Lithium–air batteries have long been touted as the next big breakthrough in energy storage, with the potential to surpass conventional lithium-ion batteries in terms of energy storage capacity. However, despite their theoretical advantages, practical applications of these batteries have been limited by issues such as short lifespan and low performance values.
A recent study conducted by a team of researchers from China may have found a solution to these challenges. By introducing a soluble catalyst into the electrolyte of lithium–air batteries, the team was able to improve the batteries’ performance and lifespan significantly.
In traditional lithium-ion batteries, lithium ions move back and forth between two electrodes. In contrast, lithium–air batteries use a metallic lithium anode and a porous cathode with air flowing through it. As the battery is discharged, lithium ions dissolve and move to the cathode, where they react with oxygen to form lithium peroxide. Upon charging, the oxygen is released, and the lithium ions are reduced back to metallic lithium.
One of the main issues with lithium–air batteries is the phenomenon of overpotential, which slows down the electrochemical reactions. The formation and decomposition of lithium peroxide are slow processes, and the conductivity of the compound is low. Additionally, the pores of the cathode can become clogged, and the high potential required for the formation of oxygen can lead to the decomposition of the electrolyte and unwanted side reactions.

..........

● WORK INSTRUCTIONS
• 1. In the text on lithium–air batteries, what compound forms at the cathode when lithium ions react with oxygen during discharge?
• 2. Continue the text on lithium–air batteries from its last sentence.

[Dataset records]
..........

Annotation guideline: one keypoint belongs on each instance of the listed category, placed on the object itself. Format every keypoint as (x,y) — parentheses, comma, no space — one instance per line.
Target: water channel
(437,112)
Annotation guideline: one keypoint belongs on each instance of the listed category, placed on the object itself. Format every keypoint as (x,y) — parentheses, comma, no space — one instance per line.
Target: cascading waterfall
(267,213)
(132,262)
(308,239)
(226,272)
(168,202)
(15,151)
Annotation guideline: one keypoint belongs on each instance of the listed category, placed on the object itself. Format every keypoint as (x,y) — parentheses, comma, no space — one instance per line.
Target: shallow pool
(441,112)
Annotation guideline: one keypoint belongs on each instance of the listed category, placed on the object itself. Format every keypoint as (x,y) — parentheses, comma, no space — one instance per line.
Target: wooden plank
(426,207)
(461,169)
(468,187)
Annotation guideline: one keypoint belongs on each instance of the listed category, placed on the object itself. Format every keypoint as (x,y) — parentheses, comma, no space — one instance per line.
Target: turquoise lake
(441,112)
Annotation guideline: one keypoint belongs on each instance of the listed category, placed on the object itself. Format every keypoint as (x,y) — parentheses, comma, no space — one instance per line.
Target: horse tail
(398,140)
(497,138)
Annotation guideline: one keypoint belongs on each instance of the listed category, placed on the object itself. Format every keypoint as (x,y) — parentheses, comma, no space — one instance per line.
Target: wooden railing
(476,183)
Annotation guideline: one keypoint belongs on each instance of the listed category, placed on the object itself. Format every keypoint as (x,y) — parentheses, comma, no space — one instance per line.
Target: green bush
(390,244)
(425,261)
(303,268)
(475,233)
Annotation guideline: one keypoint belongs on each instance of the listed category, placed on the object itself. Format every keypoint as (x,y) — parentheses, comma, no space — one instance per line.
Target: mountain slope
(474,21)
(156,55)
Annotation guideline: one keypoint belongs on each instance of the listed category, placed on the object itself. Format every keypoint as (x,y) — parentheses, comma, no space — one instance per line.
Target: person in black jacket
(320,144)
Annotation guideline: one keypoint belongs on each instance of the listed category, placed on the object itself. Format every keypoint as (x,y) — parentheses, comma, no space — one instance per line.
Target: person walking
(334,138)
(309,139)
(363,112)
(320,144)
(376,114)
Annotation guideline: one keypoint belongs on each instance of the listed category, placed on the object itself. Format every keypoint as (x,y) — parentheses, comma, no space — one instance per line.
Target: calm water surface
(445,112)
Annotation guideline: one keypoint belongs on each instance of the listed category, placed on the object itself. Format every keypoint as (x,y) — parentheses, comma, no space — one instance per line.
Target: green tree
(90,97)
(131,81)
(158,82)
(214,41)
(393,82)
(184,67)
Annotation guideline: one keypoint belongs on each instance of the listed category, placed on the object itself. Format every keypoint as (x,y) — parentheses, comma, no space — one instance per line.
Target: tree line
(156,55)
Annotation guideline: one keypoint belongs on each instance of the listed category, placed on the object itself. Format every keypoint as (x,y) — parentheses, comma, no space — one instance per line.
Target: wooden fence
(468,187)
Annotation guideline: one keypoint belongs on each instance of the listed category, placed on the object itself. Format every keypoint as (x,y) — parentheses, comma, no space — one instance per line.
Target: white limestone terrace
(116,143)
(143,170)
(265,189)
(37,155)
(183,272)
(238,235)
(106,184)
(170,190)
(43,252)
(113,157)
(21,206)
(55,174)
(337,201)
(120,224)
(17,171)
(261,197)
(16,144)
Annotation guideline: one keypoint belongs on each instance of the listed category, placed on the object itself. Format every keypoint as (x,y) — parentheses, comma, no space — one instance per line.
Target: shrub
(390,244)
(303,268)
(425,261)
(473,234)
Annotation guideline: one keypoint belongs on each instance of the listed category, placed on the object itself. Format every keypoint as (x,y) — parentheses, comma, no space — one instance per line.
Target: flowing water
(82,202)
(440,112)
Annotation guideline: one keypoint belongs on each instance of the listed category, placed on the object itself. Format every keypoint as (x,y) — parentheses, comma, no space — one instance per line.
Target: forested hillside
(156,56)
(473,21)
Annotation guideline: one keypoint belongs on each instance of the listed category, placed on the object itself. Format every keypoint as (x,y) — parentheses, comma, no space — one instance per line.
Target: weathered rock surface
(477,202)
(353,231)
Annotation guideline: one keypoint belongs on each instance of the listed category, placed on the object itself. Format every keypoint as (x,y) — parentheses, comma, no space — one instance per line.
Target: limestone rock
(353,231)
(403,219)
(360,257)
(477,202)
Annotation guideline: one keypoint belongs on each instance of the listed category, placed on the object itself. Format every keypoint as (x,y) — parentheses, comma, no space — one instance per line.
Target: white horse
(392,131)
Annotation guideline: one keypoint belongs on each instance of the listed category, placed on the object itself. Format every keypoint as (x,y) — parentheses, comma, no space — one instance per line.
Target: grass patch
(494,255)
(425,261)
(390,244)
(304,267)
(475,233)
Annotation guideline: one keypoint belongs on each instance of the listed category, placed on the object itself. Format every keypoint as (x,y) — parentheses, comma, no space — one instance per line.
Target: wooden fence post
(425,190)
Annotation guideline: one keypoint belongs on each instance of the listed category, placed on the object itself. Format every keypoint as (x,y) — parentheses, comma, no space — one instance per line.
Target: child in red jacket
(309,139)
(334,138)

..........

● RESPONSES PER TASK
• 1. Lithium peroxide.

• 2.
The team led by Zhong-Shuai Wu and Xiangkun Ma proposed the addition of a novel imidazole iodide salt to the electrolyte to act as a catalyst and redox mediator. The iodide ions in the salt can easily react to transfer electrons to oxygen, accelerating the reactions and reducing the overpotential of the cathode. The DMI+ ions from the salt can effectively capture lithium ions during discharge and transfer them to the oxygen at the cathode. Additionally, the DMI+ ions form a stable interface film on the anode, preventing direct contact between the electrolyte and the lithium surface.
The team’s electrochemical test cells showed promising results, with low overpotential, high cycle stability, and reversible formation/decomposition of lithium peroxide with no side reactions. This breakthrough could pave the way for the commercialization of lithium–air batteries and help to usher in a new era of high-performance energy storage solutions.